§ Task prompt: Go through the data below and copy it exactly, skipping every picture.

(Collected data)
-- start --
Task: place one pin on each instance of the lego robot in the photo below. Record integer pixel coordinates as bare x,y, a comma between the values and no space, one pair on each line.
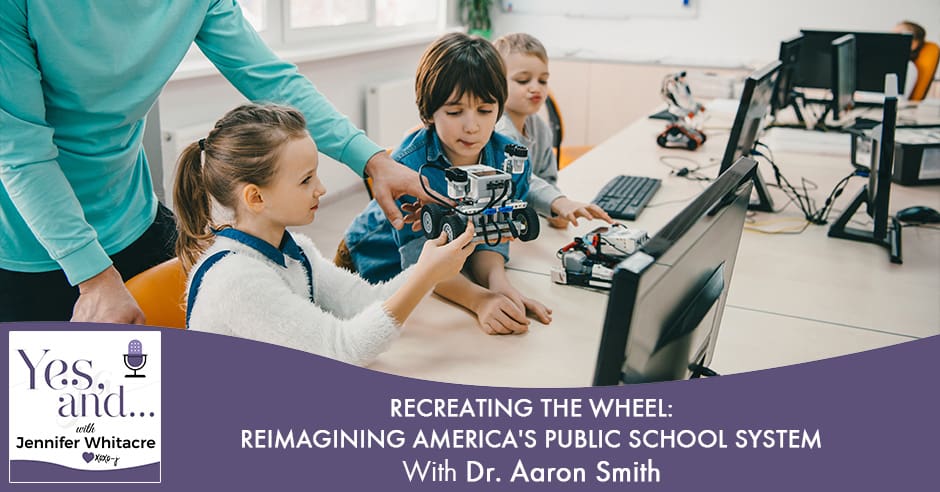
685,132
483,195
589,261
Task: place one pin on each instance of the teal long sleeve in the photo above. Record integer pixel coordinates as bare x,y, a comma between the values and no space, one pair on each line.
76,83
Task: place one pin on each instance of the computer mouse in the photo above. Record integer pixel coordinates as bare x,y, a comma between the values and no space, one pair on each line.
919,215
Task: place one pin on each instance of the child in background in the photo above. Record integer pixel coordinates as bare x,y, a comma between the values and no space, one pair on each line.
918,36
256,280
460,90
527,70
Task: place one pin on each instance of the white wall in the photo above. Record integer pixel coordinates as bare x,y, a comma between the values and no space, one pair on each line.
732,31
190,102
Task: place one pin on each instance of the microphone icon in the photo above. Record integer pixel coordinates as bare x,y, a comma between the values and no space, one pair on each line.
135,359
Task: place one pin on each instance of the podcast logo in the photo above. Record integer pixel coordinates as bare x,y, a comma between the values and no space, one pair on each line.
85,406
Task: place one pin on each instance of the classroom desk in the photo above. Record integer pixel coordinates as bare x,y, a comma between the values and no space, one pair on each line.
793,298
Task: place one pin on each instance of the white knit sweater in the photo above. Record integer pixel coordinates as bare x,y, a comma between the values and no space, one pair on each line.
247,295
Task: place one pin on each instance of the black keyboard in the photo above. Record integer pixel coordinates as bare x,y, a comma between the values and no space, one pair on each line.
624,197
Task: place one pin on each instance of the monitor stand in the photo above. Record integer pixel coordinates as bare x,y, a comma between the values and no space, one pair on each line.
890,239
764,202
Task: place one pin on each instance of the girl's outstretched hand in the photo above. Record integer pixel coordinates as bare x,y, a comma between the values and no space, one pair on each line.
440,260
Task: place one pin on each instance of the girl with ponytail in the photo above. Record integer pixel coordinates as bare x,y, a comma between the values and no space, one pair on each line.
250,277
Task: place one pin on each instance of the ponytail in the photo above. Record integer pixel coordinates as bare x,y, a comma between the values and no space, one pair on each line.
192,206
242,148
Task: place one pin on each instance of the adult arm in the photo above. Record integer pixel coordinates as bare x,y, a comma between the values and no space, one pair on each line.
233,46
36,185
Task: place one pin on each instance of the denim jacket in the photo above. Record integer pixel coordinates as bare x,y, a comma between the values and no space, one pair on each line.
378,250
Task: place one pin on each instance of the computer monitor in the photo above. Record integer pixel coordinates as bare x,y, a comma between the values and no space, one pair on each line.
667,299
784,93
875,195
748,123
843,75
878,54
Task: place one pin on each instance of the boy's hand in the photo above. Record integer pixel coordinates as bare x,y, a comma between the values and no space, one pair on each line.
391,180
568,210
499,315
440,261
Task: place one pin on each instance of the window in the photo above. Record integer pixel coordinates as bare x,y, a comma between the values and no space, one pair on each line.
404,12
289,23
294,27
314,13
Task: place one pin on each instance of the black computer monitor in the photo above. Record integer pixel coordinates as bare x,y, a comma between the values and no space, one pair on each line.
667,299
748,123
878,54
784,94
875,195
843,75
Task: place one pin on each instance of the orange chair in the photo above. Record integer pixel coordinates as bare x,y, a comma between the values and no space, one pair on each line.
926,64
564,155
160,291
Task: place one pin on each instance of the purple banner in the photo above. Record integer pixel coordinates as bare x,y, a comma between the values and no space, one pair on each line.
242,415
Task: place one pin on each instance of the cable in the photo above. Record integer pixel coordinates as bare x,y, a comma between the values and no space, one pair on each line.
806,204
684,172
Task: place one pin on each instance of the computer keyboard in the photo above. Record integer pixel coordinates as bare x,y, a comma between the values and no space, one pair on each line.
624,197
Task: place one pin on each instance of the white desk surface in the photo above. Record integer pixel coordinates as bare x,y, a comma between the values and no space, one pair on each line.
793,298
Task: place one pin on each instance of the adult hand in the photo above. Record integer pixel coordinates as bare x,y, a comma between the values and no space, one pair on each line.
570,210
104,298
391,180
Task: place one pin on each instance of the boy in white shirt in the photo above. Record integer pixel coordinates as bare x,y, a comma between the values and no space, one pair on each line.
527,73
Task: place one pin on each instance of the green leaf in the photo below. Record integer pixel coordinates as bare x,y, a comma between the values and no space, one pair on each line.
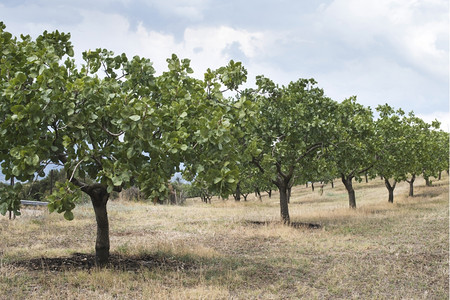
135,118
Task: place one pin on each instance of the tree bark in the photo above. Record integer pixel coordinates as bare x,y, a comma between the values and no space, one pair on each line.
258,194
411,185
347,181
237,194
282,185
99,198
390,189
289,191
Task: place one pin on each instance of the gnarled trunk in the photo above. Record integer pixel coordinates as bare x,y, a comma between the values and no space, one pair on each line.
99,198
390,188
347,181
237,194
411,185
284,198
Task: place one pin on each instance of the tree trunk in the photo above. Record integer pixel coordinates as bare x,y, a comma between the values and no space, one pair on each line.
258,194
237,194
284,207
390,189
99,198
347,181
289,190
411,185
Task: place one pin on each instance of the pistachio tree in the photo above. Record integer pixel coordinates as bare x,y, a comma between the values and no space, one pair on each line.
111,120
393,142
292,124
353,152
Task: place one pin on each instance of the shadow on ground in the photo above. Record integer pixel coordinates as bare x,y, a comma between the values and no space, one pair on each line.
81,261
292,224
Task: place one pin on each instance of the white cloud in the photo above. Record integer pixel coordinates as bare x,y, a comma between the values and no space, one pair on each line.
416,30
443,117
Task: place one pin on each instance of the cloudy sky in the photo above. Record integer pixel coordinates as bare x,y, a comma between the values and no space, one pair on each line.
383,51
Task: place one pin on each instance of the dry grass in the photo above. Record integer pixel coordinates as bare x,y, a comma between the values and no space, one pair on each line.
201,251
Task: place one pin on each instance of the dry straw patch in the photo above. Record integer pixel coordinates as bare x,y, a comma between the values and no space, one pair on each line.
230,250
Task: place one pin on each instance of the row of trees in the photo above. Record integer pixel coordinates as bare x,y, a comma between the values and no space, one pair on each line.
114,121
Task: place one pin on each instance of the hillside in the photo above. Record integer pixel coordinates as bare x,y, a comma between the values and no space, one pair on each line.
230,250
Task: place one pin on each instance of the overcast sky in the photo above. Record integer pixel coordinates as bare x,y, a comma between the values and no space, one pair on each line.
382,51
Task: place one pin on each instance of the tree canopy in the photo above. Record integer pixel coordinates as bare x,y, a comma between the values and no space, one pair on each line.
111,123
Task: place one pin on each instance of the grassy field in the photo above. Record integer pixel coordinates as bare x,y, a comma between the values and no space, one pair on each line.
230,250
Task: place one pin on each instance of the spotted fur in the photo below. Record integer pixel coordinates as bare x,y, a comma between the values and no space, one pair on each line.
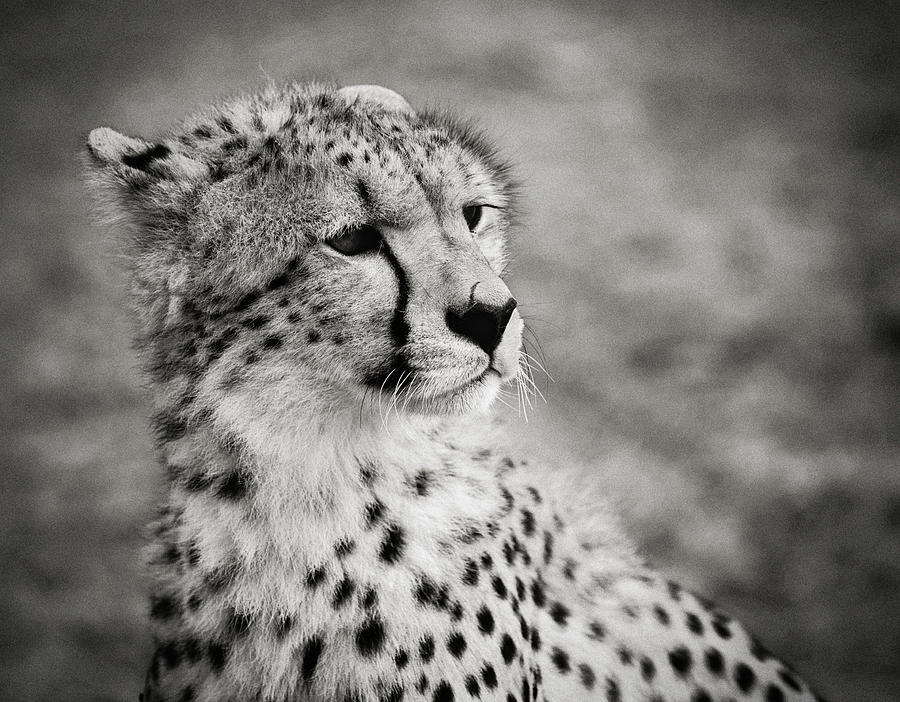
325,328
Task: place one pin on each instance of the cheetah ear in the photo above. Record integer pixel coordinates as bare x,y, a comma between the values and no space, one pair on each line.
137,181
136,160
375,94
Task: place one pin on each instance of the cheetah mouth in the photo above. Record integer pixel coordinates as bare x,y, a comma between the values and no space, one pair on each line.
-- end --
§ Exercise result:
Task: place one pin on each instance of the lego robot in the photo below. Record integer pixel coordinates as bare x,y, a comma between the values and no space, one pair on each line.
685,132
483,195
589,261
Task: place one pin on each instance of the teal long sleeve in the photo above. Record integer pixel coordinates as bare x,y, a comma between the values and no space, one pair on each line.
76,83
Task: place one pin on each instance of the computer mouse in the photo above. Record integer pixel coordinates as bare x,y, a comma between the values and no space, one pair on each line.
919,215
Task: place one pin on each instance of the child in background in the photo above. Record integer pixel coordinates as bare x,y, a comma between the values and no space, one pair on each line.
918,36
256,280
460,90
527,70
Task: place one pin on each instance of the white wall in the photo above. Record integer pixel coordinates as bare x,y, a comma between the values and no space, one pair on each line.
732,31
190,102
Task: place one pin on each instance of the microphone icon in the photo above. Record integer pixel coordinates as bare x,y, a comma between the values and no space, one pair on each line.
135,359
Task: place one pin on each instance of the podcast logo in the photo above. Record integer pixel coordinates as bare x,y, a comma between the values and no space, one pair on each line.
85,406
Task: place one pin on each instance of the classroom desk in the photo above. Record integer pixel coordinates as bare x,y, a comma between the values and no space, one pair on each line.
793,298
Task: place one pin on each instance of the white knit sweater in the photo above. Record integer pixel coordinates as bare x,y, a comma between the values and no space, one pair on each line.
247,295
Task: place one pin on each instance of the black keyboard in the photo above. Record integer pixel coordinates as bare x,y, a comma between the values and no space, one pair on each line.
624,197
Task: place one pin on each instance of the monitor stand in the photo above. Record integer pixel coordinates as bare x,y, a comma between the values and no space, one pair on each line.
890,239
764,202
Task: place one pin on each instance of the girl's outstretched hand in the photo above. Record integer pixel coordinates as bare x,y, a comma between the values and no space, one pair on each line.
440,260
Task: place one pin on each instance of the girl with ponytail in the photo above. Record integer pixel coordinates as bare x,y, a comma between the values and no space, one pair on each line.
250,277
Task: place one pin on each instance of the ponytail in the photo above. Record integer pixel coordinates as bare x,y, a comma between the values and no space, one pair on each line.
192,206
242,148
Task: place one pin on each instance of the adult arm in the photo above. Record integer pixel coordinates as bare x,y, a comma between the values and no space, one pair on each line.
233,46
36,185
Task: place one pin on each instance of the denim jacket in the photo above. Record integer pixel coordinates as bare x,y, a comma between the values and no space, one pair on each line.
378,250
Task: place one pin on each instance of the computer monitor in the photo above. Record integer pixel coordinates as bare x,y, a comma between the values and no space, one pair on each line.
667,299
784,93
875,195
748,123
843,75
878,54
Task: place one pin on each instance of the boy's hand in the photo above. Record integer pixel coordinates as bare x,y, a comma between the values and no space, one pair on each line.
391,180
568,210
499,315
440,261
Task: place one pin on each instance of the window in the photo above. Record integer pixel coordinates as bare x,y, a comma between the values and no space, one pair on each line.
404,12
289,23
294,27
314,13
Task: place one pin on each instance of the black computer monitor in the photo above. Record integer pixel coordinates as bare x,y, a comma between the values and no space, one pair on each line.
667,299
748,123
878,54
784,94
875,195
843,75
Task: place one pin on each instance of the orange chair in the photo above. Record integer pixel coordinates as bare x,y, a comma between the values and no space, one pair on each line.
926,64
564,155
160,291
Task: place one pin on each instance of the purple banner in the photo above. Record integer pixel coordinates as bare x,y, a comma between the values and no space, one pair on each line.
242,415
Task: place one pin on each instance of the cable in the photo above. Record integer pixel coordinates as bare x,y, a comma between the values and no space, one pair on each line.
806,204
684,172
Task: place one pin on each instance of the computer keyboard in the photo above. Record integer pixel coordinates as bare x,y, a comma between the values and no space, one pair on each line.
624,197
Task: place one pin on each instance of the white desk surface in the photo above. Record integer pixel coordinates as bare x,y, a comma between the values and no space, one pair on each line.
793,298
Task: place one pin on each instance of the adult hand in the photo above. Record integer pixel coordinates as bare x,y, a comma between the values and no space, one pair on each line.
570,210
104,298
391,180
Task: place one pin on each instance of the boy in white shirt in the photo above. Record integer pixel coordinates as bare x,y, a comma between the values and no space, one pair on each line.
527,73
Task: place one pin on each instance of the green leaf in the photo below. Record integer pixel coordinates as bare x,y, a comma between the values and no space, one pair on each line.
135,118
Task: place one pin on each instance of the tree bark in the photo above. Record integer pixel coordinates as bare x,y, a comma between the values and no space, one pair on each line.
258,194
411,185
347,181
237,194
282,185
99,198
390,189
289,191
Task: place one pin on each instance of the gnarled trunk in the photo above. Record integer pixel coordinates as bare x,y, a comma between the values and no space, one pair on each line.
99,198
390,188
347,181
237,194
411,185
284,198
Task: place one pin on each instance of the tree trunk in the photo above. Record integer pixel coordinates as bare x,y, a comma between the values and no space, one pair on each line.
258,194
237,194
284,207
390,189
99,198
347,181
289,190
411,185
Task: place one pin on each instance of the pistachio tree in the photo above. Record integer pixel coordinates as bare x,y, a comma between the values and no space, one pair on each line.
111,120
393,142
292,124
353,152
Task: place one pin on each instance of the shadow on ground in the photo above. Record integer pixel coordinates as bare x,y, a comma between the values and no space, one pair on each line.
81,261
292,224
Task: place one pin on each instance of the white cloud in the photo above. Record integer pixel coordinates as bare x,y, a comma between the values and no space, one pair on each line.
416,30
443,117
Task: place one pin on each instance of the cloudy sky in the photo above. Record integer pixel coordinates as bare x,y, a comma between the values and no space, one pair on each line.
383,51
Task: place one pin on each instance of the dry grass in the photo above. Record integer pixel coordinates as bare x,y, a comma between the values and no space, one pair on each line.
201,251
Task: place one pin on each instance of the dry straw patch in the photo above. Record integer pixel coordinates as bare x,y, a comma between the values and no space, one pair on each line.
230,250
Task: place one pin on each instance of the row of trees in the photo above. Record integer pixel coordinates as bare x,y, a comma between the values and no space, one pair on each line.
114,121
Task: place one pin on each instance of the hillside in the photo above. Record integer pixel coordinates as bare x,y, a comma between the values and no space, one pair on each line.
230,250
Task: place one pin on each instance of the overcast sky in the photo above. Record integer pixel coordinates as bare x,y, a comma between the values and no space, one pair on each line.
382,51
Task: place one pin on each instance of the tree canopy in the photo above. Record integer pixel coordinates as bare x,y, a comma between the values and no space, one pair on each line.
111,123
Task: place one pin on each instance of the grassy field in the photo above. Record integer pixel coordinates as bare x,y, a comma between the values and no space, one pair on each line.
230,250
Task: place one pin on each instance of the spotted fur in the photo below. Record integer pixel coordinates as bare x,y, a comma between the values and no space, one pair on each line.
325,328
Task: place one pin on each instance of the cheetah ear in the photo above. Record integer pixel coordinates as bare x,y, a comma between the values and no space, one pair on each line.
137,181
136,160
375,94
Task: place one pin on each instance of the cheetah mouth in the photo above. Record integer pixel coordinates as bare x,y, a comma between the values and no space, one pair on each line.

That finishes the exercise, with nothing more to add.